* _About this task_: Each entry in the listing below should be returned precisely as it is.

* _Records_:

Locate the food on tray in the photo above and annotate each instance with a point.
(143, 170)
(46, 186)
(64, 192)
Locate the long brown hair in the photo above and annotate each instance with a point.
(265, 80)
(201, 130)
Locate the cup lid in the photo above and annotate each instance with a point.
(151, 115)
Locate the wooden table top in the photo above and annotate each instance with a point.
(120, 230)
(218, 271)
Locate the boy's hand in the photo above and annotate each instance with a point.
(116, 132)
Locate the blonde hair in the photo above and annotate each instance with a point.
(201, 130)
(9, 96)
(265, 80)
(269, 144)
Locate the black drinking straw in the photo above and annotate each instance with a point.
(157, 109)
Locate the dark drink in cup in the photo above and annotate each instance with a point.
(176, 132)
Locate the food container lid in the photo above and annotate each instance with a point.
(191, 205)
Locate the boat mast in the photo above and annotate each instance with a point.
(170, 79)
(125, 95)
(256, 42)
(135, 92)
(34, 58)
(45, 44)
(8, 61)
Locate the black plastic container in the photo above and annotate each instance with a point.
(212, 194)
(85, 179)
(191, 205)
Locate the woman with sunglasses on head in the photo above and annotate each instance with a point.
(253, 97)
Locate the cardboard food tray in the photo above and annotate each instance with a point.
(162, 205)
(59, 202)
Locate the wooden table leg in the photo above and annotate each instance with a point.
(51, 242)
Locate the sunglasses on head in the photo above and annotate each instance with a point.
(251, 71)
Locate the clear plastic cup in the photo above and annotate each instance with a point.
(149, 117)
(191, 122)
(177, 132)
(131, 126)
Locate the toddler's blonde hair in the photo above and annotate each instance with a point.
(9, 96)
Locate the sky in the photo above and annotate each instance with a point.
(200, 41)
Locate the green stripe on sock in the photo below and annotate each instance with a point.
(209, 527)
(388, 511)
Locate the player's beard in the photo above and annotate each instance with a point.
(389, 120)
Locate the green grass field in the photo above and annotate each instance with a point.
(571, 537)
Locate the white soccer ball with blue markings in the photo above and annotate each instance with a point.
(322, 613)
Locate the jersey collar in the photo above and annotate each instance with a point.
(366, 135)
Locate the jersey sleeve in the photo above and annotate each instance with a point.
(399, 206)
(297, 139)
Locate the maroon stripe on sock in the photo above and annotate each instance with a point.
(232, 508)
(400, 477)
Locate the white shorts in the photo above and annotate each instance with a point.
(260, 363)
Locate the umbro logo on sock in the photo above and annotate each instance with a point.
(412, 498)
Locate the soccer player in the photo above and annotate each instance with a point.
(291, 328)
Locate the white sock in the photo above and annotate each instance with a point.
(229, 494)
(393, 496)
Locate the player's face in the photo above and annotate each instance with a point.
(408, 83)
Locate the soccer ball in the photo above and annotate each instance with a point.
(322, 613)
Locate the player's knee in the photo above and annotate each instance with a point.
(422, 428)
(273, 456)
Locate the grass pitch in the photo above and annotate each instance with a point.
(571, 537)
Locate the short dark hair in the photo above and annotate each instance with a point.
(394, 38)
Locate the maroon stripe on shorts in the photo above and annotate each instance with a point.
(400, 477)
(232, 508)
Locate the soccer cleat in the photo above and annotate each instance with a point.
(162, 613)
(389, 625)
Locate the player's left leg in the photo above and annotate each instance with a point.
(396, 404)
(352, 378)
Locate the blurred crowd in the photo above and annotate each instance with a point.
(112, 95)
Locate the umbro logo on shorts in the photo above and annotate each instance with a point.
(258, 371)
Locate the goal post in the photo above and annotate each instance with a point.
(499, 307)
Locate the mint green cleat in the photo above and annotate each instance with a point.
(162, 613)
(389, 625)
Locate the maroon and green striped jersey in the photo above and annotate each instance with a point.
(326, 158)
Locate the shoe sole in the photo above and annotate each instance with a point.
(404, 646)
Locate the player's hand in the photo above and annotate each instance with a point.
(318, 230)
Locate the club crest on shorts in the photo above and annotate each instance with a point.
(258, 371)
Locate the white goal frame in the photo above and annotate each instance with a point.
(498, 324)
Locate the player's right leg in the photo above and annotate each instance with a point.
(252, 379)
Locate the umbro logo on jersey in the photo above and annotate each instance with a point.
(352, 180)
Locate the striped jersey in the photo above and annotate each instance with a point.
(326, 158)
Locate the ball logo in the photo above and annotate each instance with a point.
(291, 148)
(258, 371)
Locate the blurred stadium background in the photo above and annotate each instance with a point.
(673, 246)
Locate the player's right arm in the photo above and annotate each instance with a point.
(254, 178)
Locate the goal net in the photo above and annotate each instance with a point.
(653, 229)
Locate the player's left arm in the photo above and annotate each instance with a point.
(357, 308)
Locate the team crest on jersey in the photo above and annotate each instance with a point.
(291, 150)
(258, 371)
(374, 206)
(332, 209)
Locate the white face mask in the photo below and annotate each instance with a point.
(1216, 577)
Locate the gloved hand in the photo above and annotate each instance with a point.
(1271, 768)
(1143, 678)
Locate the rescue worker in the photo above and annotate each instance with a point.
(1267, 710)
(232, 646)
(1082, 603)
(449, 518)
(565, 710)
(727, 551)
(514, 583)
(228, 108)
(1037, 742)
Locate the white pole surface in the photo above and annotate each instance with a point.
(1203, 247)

* _Task answer_:
Locate the food on tray in the photo above and annotate each instance with a point.
(143, 170)
(46, 186)
(64, 192)
Locate the long brown hair in the photo above and annotate each instance with a point.
(265, 80)
(201, 130)
Locate the cup lid in the photo above and annotate each instance with a point.
(151, 115)
Locate the wooden table top in the photo above and annotate each instance with a point.
(120, 230)
(218, 271)
Locate the boy's hand in the photo above and annotate each instance with a point.
(116, 132)
Locate the blonde hair in the photo above and annotate each instance with a point.
(201, 130)
(9, 96)
(265, 80)
(269, 144)
Locate the black drinking straw in the photo above and annotate each instance with a point.
(157, 109)
Locate the dark drink in cup in the photo above and annotate each instance with a point.
(176, 132)
Locate the food container lid in the photo above and annotate each instance with a point.
(191, 205)
Locate the boat mast in the photo above and annotate each instance with a point.
(170, 79)
(125, 95)
(256, 42)
(135, 92)
(34, 58)
(45, 44)
(8, 61)
Locate the black plastic container in the photo above and annotate each instance with a point.
(212, 194)
(85, 179)
(191, 205)
Locate the woman with sunglasses on head in the photo above and annotate each instance with a point.
(253, 97)
Locate the cardboard food tray in the photo above and annotate each instance with a point.
(162, 205)
(59, 202)
Locate the wooden table leg in the photo above and annotate each instance with a point.
(51, 242)
Locate the sunglasses on head in the photo above and annotate each instance with a point.
(251, 71)
Locate the clear plastic cup in the photo above and annotate each instance with a point.
(149, 117)
(191, 122)
(177, 132)
(131, 126)
Locate the toddler's blonde hair in the photo above and annotate each instance with a point.
(9, 96)
Locate the sky in the photo above and annotate each instance with a point.
(200, 41)
Locate the green stripe on sock in the photo below and annotate each instance with a point.
(209, 527)
(388, 511)
Locate the player's beard in the photo above and annotate each instance with a point.
(389, 120)
Locate the green grass field in the photo above and annotate each instance with a point.
(571, 537)
Locate the white soccer ball with blue markings in the photo above and annotate each instance with a point.
(322, 613)
Locate the jersey collar in the photo above and annotate each instance with a point.
(366, 135)
Locate the jersey sleeve in the photo above and annotate each instance with a point.
(399, 206)
(297, 139)
Locate the maroon stripe on sock in the photo above and annotate each instance with a point.
(232, 508)
(400, 477)
Locate the white shorts in the photo above and annotate each instance with a point.
(260, 363)
Locate the umbro logo on sock in the photo above and annotate each instance with a point.
(412, 498)
Locate the soccer player in the photo above and annotate each instance with a point.
(291, 328)
Locate the white sock in the photo above and annotate each instance with a point.
(229, 494)
(393, 496)
Locate the player's face in the photo above and annotate each instance with a point.
(408, 83)
Locate the soccer ball in the photo above and annotate each instance with a point.
(322, 613)
Locate the player's knee in the photo above and annotate each instance with a point.
(422, 428)
(273, 456)
Locate the grass pitch in the photo above and annotate each instance with a point.
(571, 537)
Locate the short dark hair in the photo above and annotate each instance with a point.
(394, 38)
Locate the maroon stripe on shorts in the photo above and annotate each instance with a point.
(400, 477)
(232, 508)
Locate the soccer cleat in the photo above and annotate each instance with a point.
(162, 613)
(389, 625)
Locate the player's left leg in the photo above and annotate each instance with a point.
(396, 404)
(352, 378)
Locate the blurred crowd in the photo above and annotate each instance with a point.
(112, 95)
Locate the umbro logo on shorts in the photo above and annotate each instance with a point.
(258, 371)
Locate the goal post in the photo above and annotate each instance with a point.
(499, 307)
Locate the mint green cleat in the photo above and annotate each instance with a point.
(162, 613)
(389, 625)
Locate the maroon and green striped jersey in the photo above and annotate each instance with a point.
(326, 158)
Locate the shoe sole in the photo above and annotate each instance with a point.
(404, 646)
Locate the player's hand in the photo above and annotate each instance with a point.
(318, 230)
Locate the club crest on shorts in the photo above and annotate each instance with a point.
(258, 371)
Locate the white goal frame in the photo above and annotate each instance with a point.
(498, 324)
Locate the player's right leg in the photo above and annotate each instance with a point.
(252, 379)
Locate the umbro logo on jersey in the photo above and annotate each instance with a point.
(352, 180)
Locate the striped jersey in the photo above and annotate each instance with a point.
(326, 158)
Locate the ball logo in the photo above and annotate each instance with a point.
(291, 148)
(258, 371)
Locate the blurred stadium background in the photo above and annotate each instance with a point.
(673, 246)
Locate the player's right arm in the photo above and annotate each instance with a point.
(254, 178)
Locate the goal net in the photo above and annotate each instance with a point.
(653, 229)
Locate the player's left arm in the photo above and annotate each instance with a point.
(357, 308)
Locate the team crest on jersey in the photo above and annotate each instance with a point.
(291, 150)
(258, 371)
(374, 206)
(332, 209)
Locate the white face mask in the photo below and annotate each instance with a point.
(1216, 577)
Locate the gloved hand in the photo above and annotate each instance with a point.
(1271, 768)
(1143, 678)
Locate the rescue worker in the photo above and annotate each instance with a point.
(1267, 710)
(232, 646)
(1082, 603)
(449, 518)
(565, 710)
(727, 551)
(514, 583)
(228, 108)
(1037, 742)
Locate the white pole surface in the photo above and annotate each instance with a point.
(1203, 247)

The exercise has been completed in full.